▸ TASK REQUIREMENTS
Set down, word for word, every line from the one containing "written like <point>84,131</point>." down to the one containing "<point>131,149</point>", with both of those lines included.

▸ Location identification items
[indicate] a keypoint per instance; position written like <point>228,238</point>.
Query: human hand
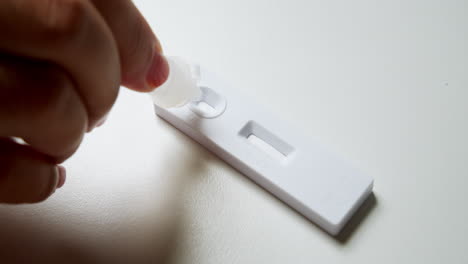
<point>61,65</point>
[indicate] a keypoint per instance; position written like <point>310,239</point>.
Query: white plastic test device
<point>302,174</point>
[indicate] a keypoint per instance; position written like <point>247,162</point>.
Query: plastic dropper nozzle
<point>180,87</point>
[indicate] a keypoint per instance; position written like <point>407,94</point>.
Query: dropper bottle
<point>180,87</point>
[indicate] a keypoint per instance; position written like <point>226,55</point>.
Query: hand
<point>61,65</point>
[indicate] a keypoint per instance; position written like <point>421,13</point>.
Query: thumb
<point>26,176</point>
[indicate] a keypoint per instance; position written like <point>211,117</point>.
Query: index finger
<point>143,66</point>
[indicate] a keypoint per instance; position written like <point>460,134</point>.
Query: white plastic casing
<point>317,184</point>
<point>180,87</point>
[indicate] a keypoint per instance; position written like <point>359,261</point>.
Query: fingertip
<point>158,72</point>
<point>62,176</point>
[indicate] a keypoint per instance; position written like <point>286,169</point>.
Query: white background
<point>383,84</point>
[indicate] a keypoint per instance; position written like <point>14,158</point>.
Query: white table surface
<point>382,83</point>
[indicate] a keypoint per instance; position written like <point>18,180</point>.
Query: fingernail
<point>158,71</point>
<point>102,121</point>
<point>62,176</point>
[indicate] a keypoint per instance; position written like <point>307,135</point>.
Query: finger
<point>38,103</point>
<point>142,65</point>
<point>72,34</point>
<point>25,175</point>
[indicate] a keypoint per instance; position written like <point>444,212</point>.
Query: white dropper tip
<point>180,87</point>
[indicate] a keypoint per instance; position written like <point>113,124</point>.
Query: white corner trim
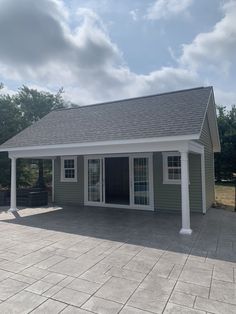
<point>53,180</point>
<point>63,179</point>
<point>166,180</point>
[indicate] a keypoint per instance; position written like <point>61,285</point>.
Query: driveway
<point>94,260</point>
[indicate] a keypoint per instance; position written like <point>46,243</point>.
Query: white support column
<point>185,194</point>
<point>13,207</point>
<point>53,180</point>
<point>203,182</point>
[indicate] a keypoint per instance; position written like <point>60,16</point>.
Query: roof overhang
<point>174,143</point>
<point>211,115</point>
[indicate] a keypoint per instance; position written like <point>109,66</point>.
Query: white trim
<point>53,180</point>
<point>13,207</point>
<point>102,191</point>
<point>101,143</point>
<point>185,231</point>
<point>63,178</point>
<point>185,204</point>
<point>165,156</point>
<point>203,176</point>
<point>195,147</point>
<point>105,149</point>
<point>211,115</point>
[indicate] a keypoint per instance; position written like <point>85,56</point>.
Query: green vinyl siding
<point>69,193</point>
<point>168,196</point>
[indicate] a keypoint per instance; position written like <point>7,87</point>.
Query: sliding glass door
<point>94,173</point>
<point>141,188</point>
<point>119,181</point>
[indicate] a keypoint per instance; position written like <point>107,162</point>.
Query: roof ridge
<point>132,98</point>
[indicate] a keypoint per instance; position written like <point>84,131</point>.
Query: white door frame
<point>131,186</point>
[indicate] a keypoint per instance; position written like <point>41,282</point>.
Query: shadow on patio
<point>214,235</point>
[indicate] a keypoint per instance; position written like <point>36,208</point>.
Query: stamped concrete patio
<point>94,260</point>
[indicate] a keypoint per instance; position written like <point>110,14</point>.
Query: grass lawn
<point>225,196</point>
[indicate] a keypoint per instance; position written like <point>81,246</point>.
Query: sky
<point>101,50</point>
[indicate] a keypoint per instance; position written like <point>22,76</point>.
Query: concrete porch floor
<point>96,260</point>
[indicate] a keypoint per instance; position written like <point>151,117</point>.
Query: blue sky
<point>104,50</point>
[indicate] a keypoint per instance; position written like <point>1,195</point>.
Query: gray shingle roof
<point>169,114</point>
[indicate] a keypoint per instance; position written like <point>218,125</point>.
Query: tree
<point>18,112</point>
<point>225,165</point>
<point>10,124</point>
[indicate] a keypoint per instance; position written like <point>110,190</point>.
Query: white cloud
<point>5,90</point>
<point>215,50</point>
<point>134,14</point>
<point>164,9</point>
<point>83,59</point>
<point>224,98</point>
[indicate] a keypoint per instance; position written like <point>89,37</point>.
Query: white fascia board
<point>195,147</point>
<point>103,149</point>
<point>101,143</point>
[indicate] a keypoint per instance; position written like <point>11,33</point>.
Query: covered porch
<point>131,149</point>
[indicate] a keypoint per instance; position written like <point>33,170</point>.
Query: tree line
<point>17,112</point>
<point>28,105</point>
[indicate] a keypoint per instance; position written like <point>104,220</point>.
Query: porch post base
<point>12,210</point>
<point>185,231</point>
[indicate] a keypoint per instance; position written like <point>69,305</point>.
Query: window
<point>171,168</point>
<point>69,169</point>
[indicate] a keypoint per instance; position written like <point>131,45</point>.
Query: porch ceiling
<point>115,147</point>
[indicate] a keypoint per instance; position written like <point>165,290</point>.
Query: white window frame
<point>166,179</point>
<point>63,179</point>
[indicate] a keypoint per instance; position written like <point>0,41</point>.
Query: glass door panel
<point>94,180</point>
<point>141,181</point>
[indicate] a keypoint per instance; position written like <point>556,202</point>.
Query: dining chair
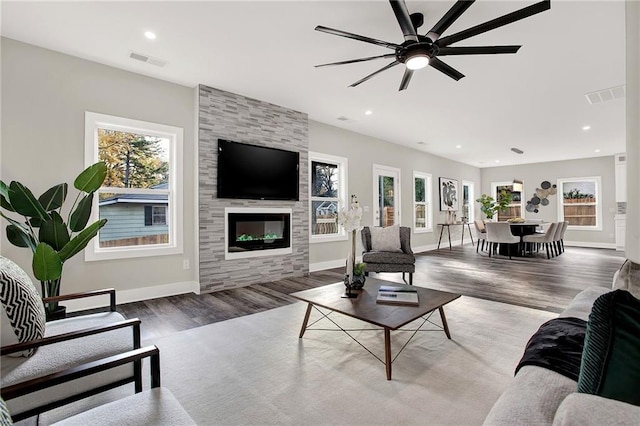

▸ ANSWER FOR THE TASK
[indicate] a keypoint per instance; position written like <point>84,131</point>.
Query: white door frame
<point>131,186</point>
[indicate] a keypoint per instance; position written like <point>41,282</point>.
Query: shadow on patio
<point>214,235</point>
[indicate] a keypoint per instance; position written like <point>36,208</point>.
Query: stamped concrete patio
<point>94,260</point>
[indicate] a keypoint per instance; position written like <point>110,14</point>.
Query: grass lawn
<point>225,196</point>
[indicate] a keypoint per instance; position written like <point>81,246</point>.
Query: sky
<point>101,50</point>
[indicate] a keypoint per instance; position written like <point>22,76</point>.
Query: concrete porch floor
<point>96,260</point>
[indicate] a keypoint per instance; position written like <point>151,117</point>.
Query: blue sky
<point>104,50</point>
[indicate] a keypoint per instance; position written like <point>1,195</point>.
Query: gray shingle roof
<point>169,114</point>
[indicate] a keypoint per instance; position written like <point>218,125</point>.
Query: tree
<point>18,112</point>
<point>225,165</point>
<point>10,124</point>
[indicate] a keypoint per instance; position written like <point>110,190</point>.
Query: white cloud
<point>5,90</point>
<point>215,50</point>
<point>134,14</point>
<point>164,9</point>
<point>83,59</point>
<point>224,98</point>
[indicate] a keypoint per instance; position written like <point>89,37</point>.
Query: white fascia board
<point>195,147</point>
<point>103,149</point>
<point>101,143</point>
[indicate] a keypoint per instance; position written like <point>11,33</point>.
Query: covered porch
<point>131,149</point>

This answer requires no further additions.